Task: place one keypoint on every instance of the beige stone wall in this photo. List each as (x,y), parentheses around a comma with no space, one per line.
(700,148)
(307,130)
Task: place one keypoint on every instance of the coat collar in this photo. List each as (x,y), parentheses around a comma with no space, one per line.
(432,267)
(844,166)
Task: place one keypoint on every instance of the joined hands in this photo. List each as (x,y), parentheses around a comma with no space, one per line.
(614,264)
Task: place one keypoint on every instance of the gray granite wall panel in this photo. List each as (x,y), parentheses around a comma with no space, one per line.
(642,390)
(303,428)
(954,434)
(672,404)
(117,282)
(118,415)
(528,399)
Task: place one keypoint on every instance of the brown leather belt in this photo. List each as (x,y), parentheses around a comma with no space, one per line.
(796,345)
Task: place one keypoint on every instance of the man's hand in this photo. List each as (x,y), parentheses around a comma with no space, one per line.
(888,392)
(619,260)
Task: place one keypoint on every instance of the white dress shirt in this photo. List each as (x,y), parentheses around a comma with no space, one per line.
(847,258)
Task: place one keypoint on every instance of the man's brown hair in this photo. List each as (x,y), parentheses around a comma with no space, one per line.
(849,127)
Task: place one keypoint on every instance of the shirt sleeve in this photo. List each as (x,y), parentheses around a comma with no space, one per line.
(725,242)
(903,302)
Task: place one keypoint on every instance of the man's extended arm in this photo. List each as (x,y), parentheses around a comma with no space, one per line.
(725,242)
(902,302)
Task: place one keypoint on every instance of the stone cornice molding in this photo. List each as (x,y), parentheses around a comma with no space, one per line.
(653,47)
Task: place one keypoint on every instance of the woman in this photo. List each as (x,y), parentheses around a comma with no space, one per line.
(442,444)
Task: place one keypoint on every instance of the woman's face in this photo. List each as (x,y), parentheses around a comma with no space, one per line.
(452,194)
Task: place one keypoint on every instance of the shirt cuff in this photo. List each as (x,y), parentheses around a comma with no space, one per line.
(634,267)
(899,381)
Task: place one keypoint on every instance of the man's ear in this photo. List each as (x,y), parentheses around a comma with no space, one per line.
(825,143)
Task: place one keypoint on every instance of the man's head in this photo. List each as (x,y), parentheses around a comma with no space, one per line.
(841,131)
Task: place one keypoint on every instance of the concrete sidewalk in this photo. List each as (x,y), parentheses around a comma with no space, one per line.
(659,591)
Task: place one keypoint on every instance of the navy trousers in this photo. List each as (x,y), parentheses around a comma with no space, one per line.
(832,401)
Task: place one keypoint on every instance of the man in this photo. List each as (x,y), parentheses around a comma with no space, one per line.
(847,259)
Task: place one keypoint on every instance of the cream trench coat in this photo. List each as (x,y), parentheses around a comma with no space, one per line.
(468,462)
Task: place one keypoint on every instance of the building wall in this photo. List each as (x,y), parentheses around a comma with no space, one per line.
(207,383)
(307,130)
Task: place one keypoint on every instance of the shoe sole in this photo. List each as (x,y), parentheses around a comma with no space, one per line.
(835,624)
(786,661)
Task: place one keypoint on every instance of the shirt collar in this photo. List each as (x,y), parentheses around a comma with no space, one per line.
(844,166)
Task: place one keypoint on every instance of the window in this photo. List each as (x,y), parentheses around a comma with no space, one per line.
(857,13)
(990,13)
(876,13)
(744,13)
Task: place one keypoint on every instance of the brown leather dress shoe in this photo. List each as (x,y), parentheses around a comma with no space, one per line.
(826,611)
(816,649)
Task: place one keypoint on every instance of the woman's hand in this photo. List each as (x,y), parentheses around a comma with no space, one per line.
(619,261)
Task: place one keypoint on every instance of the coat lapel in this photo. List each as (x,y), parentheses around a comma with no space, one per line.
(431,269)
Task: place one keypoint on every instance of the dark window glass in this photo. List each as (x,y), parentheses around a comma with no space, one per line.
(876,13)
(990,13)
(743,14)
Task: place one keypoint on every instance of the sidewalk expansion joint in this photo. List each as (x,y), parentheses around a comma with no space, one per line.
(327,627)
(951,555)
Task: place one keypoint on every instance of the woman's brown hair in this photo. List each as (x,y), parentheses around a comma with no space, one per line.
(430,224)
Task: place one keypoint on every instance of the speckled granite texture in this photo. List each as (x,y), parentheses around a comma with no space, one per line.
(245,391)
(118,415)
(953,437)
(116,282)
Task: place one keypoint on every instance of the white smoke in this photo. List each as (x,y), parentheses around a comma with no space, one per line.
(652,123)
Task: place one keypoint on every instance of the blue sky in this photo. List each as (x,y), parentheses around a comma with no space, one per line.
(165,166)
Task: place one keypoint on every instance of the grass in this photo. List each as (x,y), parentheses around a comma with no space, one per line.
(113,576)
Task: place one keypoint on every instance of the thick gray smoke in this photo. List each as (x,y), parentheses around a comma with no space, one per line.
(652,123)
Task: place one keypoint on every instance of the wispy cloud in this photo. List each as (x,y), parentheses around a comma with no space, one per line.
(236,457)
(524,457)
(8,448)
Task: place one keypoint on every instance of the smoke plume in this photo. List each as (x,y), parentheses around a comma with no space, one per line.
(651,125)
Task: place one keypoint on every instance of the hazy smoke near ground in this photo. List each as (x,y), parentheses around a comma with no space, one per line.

════════════════════

→ Soal Singkat
Susunlah semua baris dari butir-butir di atas menjadi tabel Markdown dengan kolom No untuk nomor urut dan kolom Baris untuk teks setiap baris. Baris kosong tidak perlu dimasukkan.

→ Jawaban Latihan
| No | Baris |
|---|---|
| 1 | Task: place one keypoint on every instance of the beige stone wall in this photo. List each as (x,y), parentheses around a comma with no space, one per line. |
| 2 | (700,148) |
| 3 | (307,130) |
| 4 | Task: place one keypoint on every instance of the coat collar in this photo. List each as (x,y), parentheses around a comma with no space, one per line. |
| 5 | (432,267) |
| 6 | (844,166) |
| 7 | Task: place one keypoint on every instance of the joined hands in this photo. List each as (x,y), parentheses around a comma with no space, one per line. |
| 8 | (614,264) |
| 9 | Task: place one keypoint on every instance of the gray granite wall panel in this photo. List each as (x,y), parentheses around a comma with no space, one per line. |
| 10 | (642,390) |
| 11 | (303,428) |
| 12 | (954,434) |
| 13 | (672,404) |
| 14 | (117,282) |
| 15 | (118,415) |
| 16 | (528,399) |
| 17 | Task: place one keypoint on every instance of the brown leather belt in this photo. List each as (x,y), parentheses around a comma with no space, one per line. |
| 18 | (796,345) |
| 19 | Task: place one keypoint on every instance of the man's hand in this photo. List each as (x,y), parentheses around a comma with no space, one per line. |
| 20 | (888,392) |
| 21 | (619,260) |
| 22 | Task: place one keypoint on every instance of the white dress shirt in this photo. List each as (x,y), parentheses around a comma with no space, one per line. |
| 23 | (847,258) |
| 24 | Task: place one keypoint on every instance of the man's brown hair in this photo. List each as (x,y), parentheses around a comma with no space, one per line. |
| 25 | (849,127) |
| 26 | Task: place one keypoint on every instance of the shirt sleeve in this photo. List each as (x,y), parentheses around a comma with no space, one per line. |
| 27 | (725,242) |
| 28 | (903,302) |
| 29 | Task: place one keypoint on every instance of the man's extended arm in this photo. List each as (x,y), parentheses around a comma with no space, one per line. |
| 30 | (725,242) |
| 31 | (902,302) |
| 32 | Task: place one keypoint on every instance of the stone cornice molding in this photo. List each as (x,y), parentheses around a comma with no space, one per line. |
| 33 | (653,47) |
| 34 | Task: place one keypoint on every instance of the woman in this photo. List each as (x,y), parentheses around a comma with no space, one per line. |
| 35 | (442,444) |
| 36 | Task: place one keypoint on every instance of the woman's face in this photo. List each as (x,y), parentheses around a comma with no space, one per line. |
| 37 | (452,194) |
| 38 | Task: place one keypoint on every instance of the shirt cuff in this photo. List each as (x,y), parentheses around a comma with no space, one per line. |
| 39 | (634,267) |
| 40 | (899,381) |
| 41 | Task: place one keypoint on every instance of the man's ear in this photo. List each as (x,y), parentheses around a comma with no space, one per line. |
| 42 | (825,143) |
| 43 | Task: place one keypoint on every instance of the man's head in this photo. List each as (x,y), parentheses around a comma with no space, one per line. |
| 44 | (841,131) |
| 45 | Task: place one keypoint on every instance of the concrete sidewalk in this photo. List each as (x,y), parentheses around a comma with no space, one per line. |
| 46 | (659,591) |
| 47 | Task: place one keypoint on every instance of the navy trousers in this photo. List each as (x,y), parentheses around a comma with no space, one per line. |
| 48 | (832,401) |
| 49 | Task: place one keypoint on every instance of the man in this photo. List each as (x,y), parentheses around a comma with no space, one per line. |
| 50 | (847,259) |
| 51 | Task: place one keypoint on every instance of the cream trench coat in this photo. List each as (x,y), parentheses around a comma with no space, one per line. |
| 52 | (468,462) |
| 53 | Task: place one keypoint on every instance of the building wall in this photo. List each as (x,y), parentheses around a comma with no space, one per line. |
| 54 | (207,383) |
| 55 | (307,130) |
| 56 | Task: place one keypoint on every instance of the shoe sole in this photo. List each as (x,y), parentheses around a comma with no space, one per line. |
| 57 | (835,624) |
| 58 | (786,661) |
| 59 | Task: place one keypoint on every instance of the shirt collar in this photo. List each as (x,y), parentheses around a comma with no space, one per line. |
| 60 | (844,166) |
| 61 | Task: place one keypoint on every instance of the window in this photo. List each as (x,y), parentheses around a comma with no space, one per line. |
| 62 | (857,13) |
| 63 | (990,13) |
| 64 | (876,13) |
| 65 | (744,13) |
| 66 | Task: place one keypoint on every instance of the brown leather dress shoe in this photo. List each as (x,y), parentheses around a comma with no space, one per line. |
| 67 | (826,611) |
| 68 | (816,649) |
| 69 | Task: place one keypoint on every instance of the woman's hand in this photo. List each as (x,y), parentheses around a comma with no space, one per line. |
| 70 | (619,261) |
| 71 | Task: place one keypoint on every instance of the coat lapel in this photo. List each as (x,y), parentheses around a comma with no space, one per line. |
| 72 | (431,269) |
| 73 | Task: place one keypoint on every instance of the dark window glass in this photo. List each as (x,y), parentheses around a comma with no space, one per line. |
| 74 | (876,13) |
| 75 | (990,13) |
| 76 | (743,14) |
| 77 | Task: place one keypoint on every instance of the sidewalk expansion joint in this photo. List each as (x,y), parentheses around a comma with no space, one per line. |
| 78 | (327,627) |
| 79 | (951,555) |
| 80 | Task: place one keypoint on every instance of the woman's brown hair in this photo. List each as (x,y), parentheses around a comma with no space, one per line. |
| 81 | (430,224) |
| 82 | Task: place one keypoint on every instance of the speckled granite texture in this photo. List each as (x,y), parentheses around a comma with no space, one per line. |
| 83 | (245,391) |
| 84 | (118,415) |
| 85 | (953,437) |
| 86 | (116,282) |
| 87 | Task: place one keypoint on every instance of the white smoke in this photo. List each as (x,y), parentheses around a comma with no space, one per line. |
| 88 | (652,123) |
| 89 | Task: place one keypoint on every instance of the blue sky in this photo. List each as (x,y), parentheses around a comma with no space, one per line. |
| 90 | (165,166) |
| 91 | Task: place one keypoint on every instance of the grass in this photo. List each as (x,y), parentheses around a comma with no space, one per line. |
| 92 | (113,576) |
| 93 | Task: place one keypoint on every instance of the thick gray smoke in this photo. List each as (x,y), parentheses around a comma with no space, one per line. |
| 94 | (652,123) |
| 95 | Task: place one keypoint on every instance of the wispy cloud in this photo. List each as (x,y), parentheses around a comma with no space, one per line. |
| 96 | (236,457) |
| 97 | (524,457) |
| 98 | (8,448) |
| 99 | Task: place one keypoint on every instance of the smoke plume in this photo. List each as (x,y), parentheses around a comma with no space, one per line. |
| 100 | (651,125) |
| 101 | Task: place one keypoint on every instance of the hazy smoke near ground in this photo. List each as (x,y), parentheses around a comma with no space, one per line. |